• **DIRECTIONS FOR THIS TASK**: Search the entries for the line containing "point_to(query) identifies every instance of the backsplash". Repeat it, then every line after it, exactly through the final line.

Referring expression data
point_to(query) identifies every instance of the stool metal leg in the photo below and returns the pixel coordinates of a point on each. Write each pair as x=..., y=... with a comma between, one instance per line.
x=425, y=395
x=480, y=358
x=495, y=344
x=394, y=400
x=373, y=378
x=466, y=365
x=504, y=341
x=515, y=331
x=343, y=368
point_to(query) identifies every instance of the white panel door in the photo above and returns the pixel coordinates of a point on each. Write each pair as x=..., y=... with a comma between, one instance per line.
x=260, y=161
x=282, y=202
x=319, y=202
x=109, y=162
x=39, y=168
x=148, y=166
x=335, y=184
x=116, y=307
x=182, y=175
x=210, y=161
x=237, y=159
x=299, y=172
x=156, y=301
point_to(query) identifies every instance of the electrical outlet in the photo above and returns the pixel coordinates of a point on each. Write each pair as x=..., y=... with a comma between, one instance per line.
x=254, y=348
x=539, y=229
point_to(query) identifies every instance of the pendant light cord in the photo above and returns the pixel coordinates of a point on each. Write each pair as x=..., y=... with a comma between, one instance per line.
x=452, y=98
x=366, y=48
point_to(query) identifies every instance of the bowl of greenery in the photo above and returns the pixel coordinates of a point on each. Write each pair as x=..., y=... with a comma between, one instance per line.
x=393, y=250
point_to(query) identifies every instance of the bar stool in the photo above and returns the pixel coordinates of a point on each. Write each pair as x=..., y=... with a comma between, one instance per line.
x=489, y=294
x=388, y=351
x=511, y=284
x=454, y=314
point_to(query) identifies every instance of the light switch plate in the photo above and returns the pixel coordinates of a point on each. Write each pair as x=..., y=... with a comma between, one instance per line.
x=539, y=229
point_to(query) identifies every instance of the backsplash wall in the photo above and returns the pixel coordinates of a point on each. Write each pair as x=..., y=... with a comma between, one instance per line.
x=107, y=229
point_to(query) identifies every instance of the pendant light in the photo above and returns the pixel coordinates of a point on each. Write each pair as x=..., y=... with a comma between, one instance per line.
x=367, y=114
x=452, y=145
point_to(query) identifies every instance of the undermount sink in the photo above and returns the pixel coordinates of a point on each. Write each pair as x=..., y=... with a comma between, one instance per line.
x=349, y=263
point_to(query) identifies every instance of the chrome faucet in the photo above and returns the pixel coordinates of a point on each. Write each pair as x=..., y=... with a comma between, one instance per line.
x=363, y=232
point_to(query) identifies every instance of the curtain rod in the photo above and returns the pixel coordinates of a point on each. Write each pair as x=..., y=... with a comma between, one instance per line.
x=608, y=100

• **EXERCISE ANSWER**:
point_to(query) identifies every instance of the backsplash wall in the photo above and returns the pixel coordinates of a point on each. Write each pair as x=..., y=... with a comma between, one instance per line.
x=107, y=229
point_to(query) identifies every instance of the pendant light in the photo above and returns the pixel coordinates of a point on each. Write each pair as x=..., y=... with a comma between, one instance per line.
x=367, y=114
x=452, y=145
point_to(query) identifies every instance of the undermount sink in the photo above and returns the pixel coordinates of a point on each. Write each pair as x=..., y=... with a comma between, one instance per line.
x=349, y=263
point_to(query) identifies every instance of the chrome faucet in the photo above and returns the pixel coordinates of a point on each. Write each pair as x=..., y=... with a comma between, one instance per line.
x=363, y=232
point_to(query) identifies every instance of the curtain rod in the photo above and returns the pixel coordinates of a point on each. Write each pair as x=..., y=... with a comma between, one instance per line.
x=608, y=100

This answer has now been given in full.